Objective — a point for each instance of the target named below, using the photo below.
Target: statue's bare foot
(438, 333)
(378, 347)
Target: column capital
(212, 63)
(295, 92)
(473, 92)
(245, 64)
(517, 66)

++++++++++++++++++++

WHAT YOU WILL DO> Retype the material. Keep it exact.

EXPECTED ANSWER>
Objective — a point for each instance of the target named below, using the photo below.
Target: statue's bare foot
(438, 333)
(378, 347)
Target: column capital
(212, 63)
(295, 92)
(473, 92)
(245, 64)
(517, 66)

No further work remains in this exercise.